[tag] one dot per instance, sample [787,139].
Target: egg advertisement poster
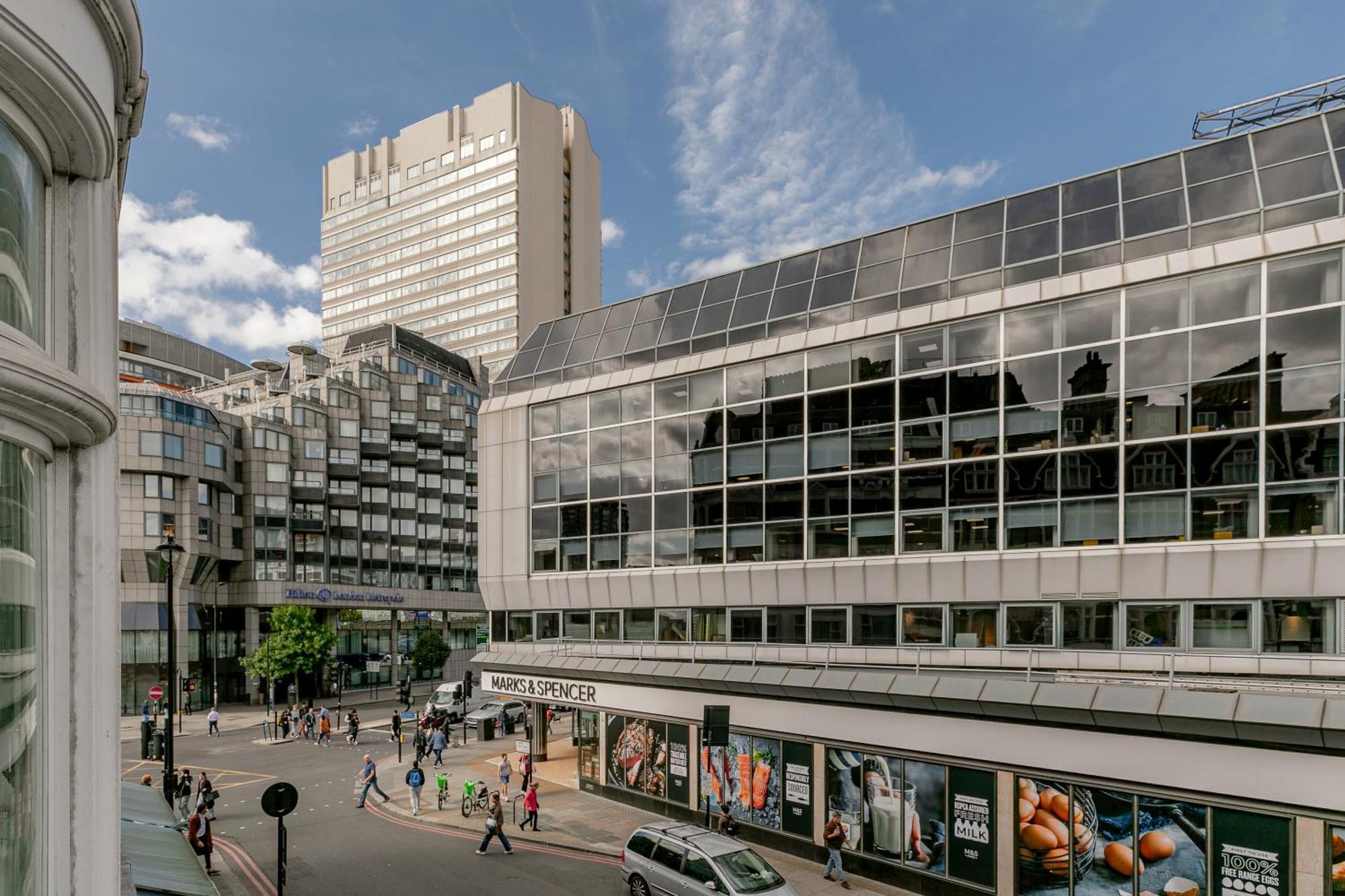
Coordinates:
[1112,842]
...
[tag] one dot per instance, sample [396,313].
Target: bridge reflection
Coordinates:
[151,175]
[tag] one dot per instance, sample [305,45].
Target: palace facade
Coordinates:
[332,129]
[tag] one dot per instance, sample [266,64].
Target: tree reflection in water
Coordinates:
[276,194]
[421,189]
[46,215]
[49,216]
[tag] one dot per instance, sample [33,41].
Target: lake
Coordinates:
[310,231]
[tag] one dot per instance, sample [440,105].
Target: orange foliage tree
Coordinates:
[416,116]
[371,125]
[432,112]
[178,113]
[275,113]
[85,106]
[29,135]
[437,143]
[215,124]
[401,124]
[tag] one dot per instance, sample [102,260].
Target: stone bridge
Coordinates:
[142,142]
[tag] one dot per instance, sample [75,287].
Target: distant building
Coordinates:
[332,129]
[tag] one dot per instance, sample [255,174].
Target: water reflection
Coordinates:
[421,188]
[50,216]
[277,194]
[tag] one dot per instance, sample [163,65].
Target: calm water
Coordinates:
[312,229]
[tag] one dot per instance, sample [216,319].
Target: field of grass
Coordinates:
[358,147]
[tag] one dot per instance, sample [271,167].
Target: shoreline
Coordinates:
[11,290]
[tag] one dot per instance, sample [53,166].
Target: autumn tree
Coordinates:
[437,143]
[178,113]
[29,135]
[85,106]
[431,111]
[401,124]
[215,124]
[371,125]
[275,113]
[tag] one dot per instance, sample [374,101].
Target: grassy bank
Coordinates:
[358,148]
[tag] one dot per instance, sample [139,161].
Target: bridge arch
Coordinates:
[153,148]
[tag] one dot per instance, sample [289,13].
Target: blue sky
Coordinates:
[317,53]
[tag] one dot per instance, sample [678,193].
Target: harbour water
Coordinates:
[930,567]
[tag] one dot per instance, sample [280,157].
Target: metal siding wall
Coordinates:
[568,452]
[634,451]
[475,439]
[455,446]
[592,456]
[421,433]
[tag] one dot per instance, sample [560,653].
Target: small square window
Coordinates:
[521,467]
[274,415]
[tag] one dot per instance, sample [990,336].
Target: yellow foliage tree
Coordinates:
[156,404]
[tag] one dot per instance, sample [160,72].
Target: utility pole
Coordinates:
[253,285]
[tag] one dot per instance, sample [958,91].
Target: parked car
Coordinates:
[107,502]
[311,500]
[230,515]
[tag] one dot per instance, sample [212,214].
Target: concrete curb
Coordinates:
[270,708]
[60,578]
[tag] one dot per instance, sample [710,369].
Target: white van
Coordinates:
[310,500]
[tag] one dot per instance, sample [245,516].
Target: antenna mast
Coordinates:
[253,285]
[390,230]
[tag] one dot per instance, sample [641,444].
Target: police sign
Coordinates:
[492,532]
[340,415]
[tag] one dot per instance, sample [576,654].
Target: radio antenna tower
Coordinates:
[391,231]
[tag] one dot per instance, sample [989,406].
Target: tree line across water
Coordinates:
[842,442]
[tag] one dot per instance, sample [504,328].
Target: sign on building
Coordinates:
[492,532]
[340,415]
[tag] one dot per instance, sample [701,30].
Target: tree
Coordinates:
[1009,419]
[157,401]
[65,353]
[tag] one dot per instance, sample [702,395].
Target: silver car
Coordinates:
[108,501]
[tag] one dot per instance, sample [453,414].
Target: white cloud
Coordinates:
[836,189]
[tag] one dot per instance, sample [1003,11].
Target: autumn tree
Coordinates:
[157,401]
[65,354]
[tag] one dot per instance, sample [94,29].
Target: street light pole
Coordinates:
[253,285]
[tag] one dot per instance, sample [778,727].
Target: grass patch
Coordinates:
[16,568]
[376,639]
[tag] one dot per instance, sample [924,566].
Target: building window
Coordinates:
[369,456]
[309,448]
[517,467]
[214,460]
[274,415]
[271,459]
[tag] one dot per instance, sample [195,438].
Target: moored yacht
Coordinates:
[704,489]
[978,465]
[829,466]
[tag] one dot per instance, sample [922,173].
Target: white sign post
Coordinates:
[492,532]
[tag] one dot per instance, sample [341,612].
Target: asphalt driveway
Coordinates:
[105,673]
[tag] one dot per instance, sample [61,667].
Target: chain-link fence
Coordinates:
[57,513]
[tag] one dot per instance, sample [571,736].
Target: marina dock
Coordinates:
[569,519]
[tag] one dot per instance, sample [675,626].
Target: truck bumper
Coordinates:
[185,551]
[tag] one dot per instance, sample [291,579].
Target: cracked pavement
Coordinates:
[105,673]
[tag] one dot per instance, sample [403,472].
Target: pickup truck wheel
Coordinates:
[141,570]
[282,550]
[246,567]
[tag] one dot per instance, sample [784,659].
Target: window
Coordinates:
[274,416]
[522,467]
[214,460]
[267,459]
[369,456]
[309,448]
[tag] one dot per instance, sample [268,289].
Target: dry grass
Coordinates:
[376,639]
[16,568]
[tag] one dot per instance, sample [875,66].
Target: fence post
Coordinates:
==
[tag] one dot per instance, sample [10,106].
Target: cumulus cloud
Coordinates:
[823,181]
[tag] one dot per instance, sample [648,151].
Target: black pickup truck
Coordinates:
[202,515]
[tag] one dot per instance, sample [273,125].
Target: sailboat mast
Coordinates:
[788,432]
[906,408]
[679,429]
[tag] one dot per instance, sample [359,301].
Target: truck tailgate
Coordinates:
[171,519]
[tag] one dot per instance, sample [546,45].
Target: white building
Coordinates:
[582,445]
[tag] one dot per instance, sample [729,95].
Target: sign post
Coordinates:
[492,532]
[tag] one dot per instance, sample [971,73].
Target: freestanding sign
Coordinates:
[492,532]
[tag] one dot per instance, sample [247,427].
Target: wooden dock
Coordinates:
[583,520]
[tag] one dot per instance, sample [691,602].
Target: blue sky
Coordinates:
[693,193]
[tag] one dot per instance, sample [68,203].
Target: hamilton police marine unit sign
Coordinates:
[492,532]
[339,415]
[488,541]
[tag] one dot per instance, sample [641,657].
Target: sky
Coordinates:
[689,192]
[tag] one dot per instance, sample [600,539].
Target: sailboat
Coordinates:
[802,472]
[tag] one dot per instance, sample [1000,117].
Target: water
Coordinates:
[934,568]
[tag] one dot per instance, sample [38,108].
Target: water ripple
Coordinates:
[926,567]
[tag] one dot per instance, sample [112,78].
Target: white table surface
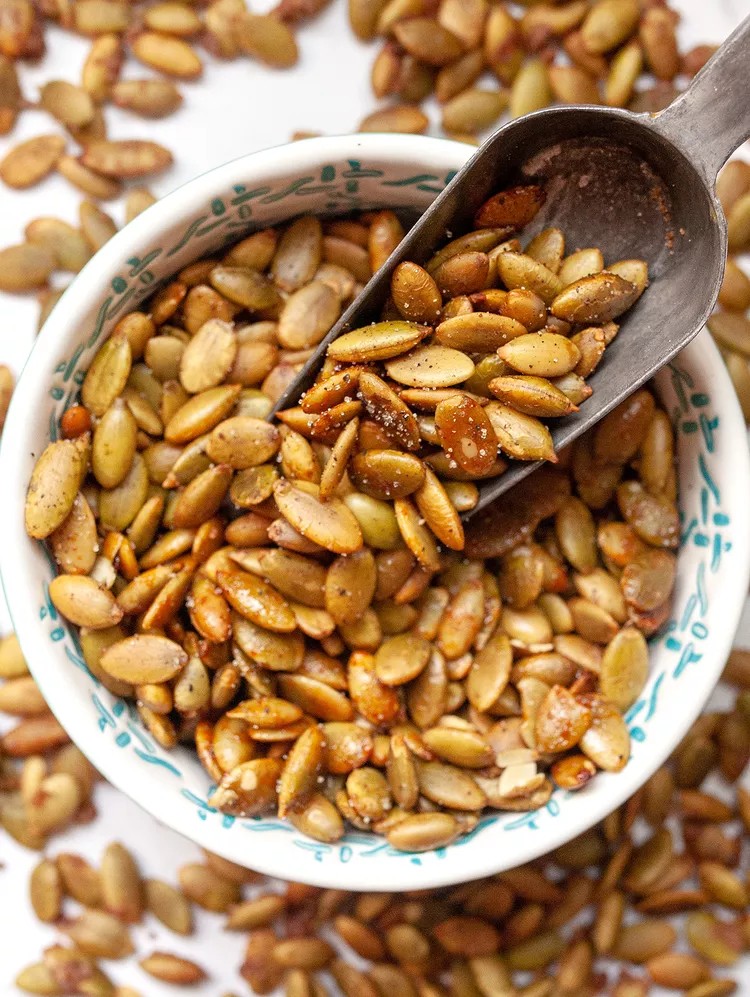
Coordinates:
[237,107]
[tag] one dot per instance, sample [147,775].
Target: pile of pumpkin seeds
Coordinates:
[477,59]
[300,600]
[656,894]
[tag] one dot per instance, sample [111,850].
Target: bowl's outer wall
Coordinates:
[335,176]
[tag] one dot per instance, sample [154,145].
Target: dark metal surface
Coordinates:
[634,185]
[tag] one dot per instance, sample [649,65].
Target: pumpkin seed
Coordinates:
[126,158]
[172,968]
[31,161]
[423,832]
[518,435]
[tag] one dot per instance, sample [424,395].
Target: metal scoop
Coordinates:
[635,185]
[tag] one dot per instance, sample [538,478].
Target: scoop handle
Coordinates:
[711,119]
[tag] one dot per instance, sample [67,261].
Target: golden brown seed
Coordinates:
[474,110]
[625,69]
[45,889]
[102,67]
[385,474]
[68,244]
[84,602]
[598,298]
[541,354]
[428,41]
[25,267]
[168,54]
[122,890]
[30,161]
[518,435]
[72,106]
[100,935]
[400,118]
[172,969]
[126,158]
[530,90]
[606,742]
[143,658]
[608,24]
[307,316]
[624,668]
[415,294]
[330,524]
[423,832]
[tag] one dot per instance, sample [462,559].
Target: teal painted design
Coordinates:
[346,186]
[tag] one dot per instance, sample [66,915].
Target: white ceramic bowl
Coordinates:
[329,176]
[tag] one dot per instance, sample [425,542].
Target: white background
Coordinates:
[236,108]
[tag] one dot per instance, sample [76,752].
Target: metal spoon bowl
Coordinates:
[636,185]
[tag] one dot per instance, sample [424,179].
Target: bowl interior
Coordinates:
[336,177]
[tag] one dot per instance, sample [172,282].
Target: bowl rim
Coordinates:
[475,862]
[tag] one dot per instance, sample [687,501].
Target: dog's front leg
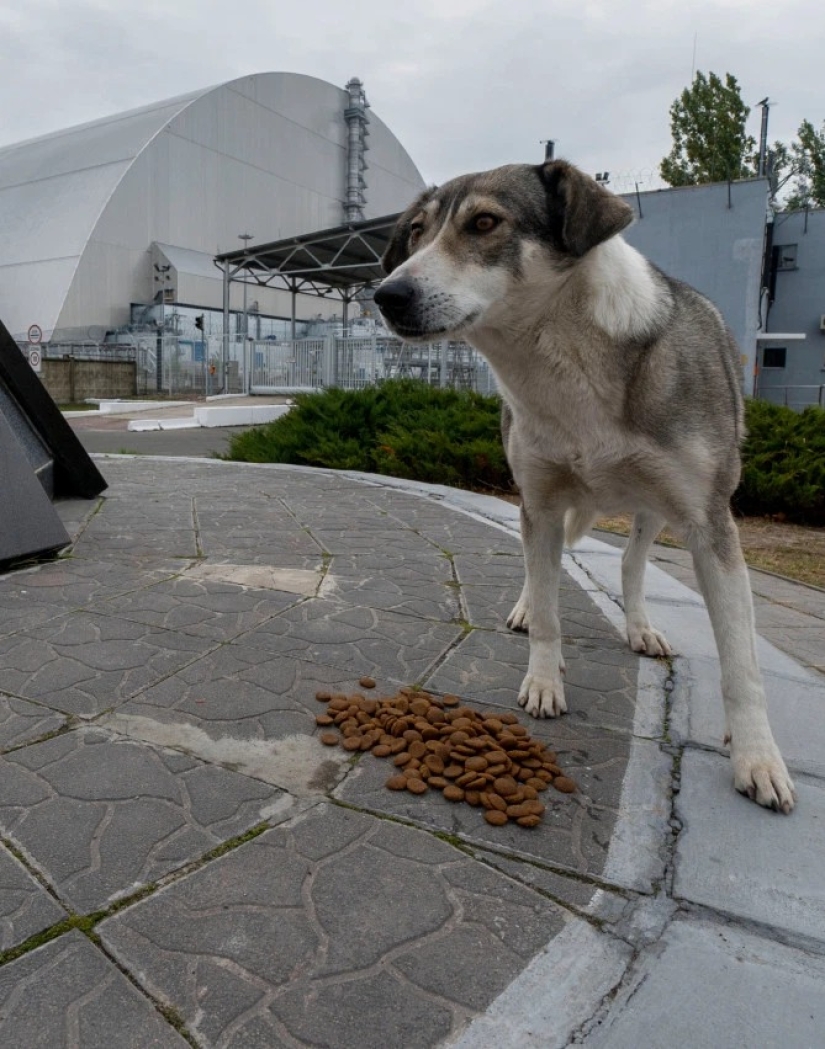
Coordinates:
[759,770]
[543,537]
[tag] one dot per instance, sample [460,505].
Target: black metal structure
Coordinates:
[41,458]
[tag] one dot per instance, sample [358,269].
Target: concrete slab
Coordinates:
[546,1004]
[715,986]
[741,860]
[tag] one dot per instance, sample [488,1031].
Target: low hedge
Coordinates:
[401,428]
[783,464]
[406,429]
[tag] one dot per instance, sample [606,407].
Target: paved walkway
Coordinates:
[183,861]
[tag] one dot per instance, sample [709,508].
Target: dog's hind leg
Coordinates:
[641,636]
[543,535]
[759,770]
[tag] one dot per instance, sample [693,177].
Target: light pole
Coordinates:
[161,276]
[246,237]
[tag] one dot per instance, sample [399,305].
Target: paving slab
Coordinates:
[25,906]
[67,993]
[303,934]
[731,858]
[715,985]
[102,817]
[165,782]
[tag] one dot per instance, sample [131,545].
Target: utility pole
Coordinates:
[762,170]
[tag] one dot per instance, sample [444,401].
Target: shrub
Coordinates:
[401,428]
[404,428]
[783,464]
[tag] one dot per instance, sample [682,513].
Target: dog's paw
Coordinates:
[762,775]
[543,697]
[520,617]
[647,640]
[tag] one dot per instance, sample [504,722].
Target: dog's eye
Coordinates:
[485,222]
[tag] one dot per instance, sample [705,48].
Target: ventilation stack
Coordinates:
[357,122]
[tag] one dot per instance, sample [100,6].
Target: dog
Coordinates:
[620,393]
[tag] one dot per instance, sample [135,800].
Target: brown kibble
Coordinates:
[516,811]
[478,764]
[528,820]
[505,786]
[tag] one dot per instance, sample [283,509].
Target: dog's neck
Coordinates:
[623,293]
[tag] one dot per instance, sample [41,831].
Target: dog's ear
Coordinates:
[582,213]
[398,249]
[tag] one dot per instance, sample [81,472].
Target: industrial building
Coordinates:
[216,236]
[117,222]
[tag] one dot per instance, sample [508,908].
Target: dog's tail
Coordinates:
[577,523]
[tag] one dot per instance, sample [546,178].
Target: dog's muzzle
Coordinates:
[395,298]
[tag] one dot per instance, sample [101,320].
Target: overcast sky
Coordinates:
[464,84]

▶ **What the exercise asks**
Only lines that contain the string "police" count; pick each one out of the records and copy it.

▶ **Your response**
Target: police sign
Target: hamilton police marine unit sign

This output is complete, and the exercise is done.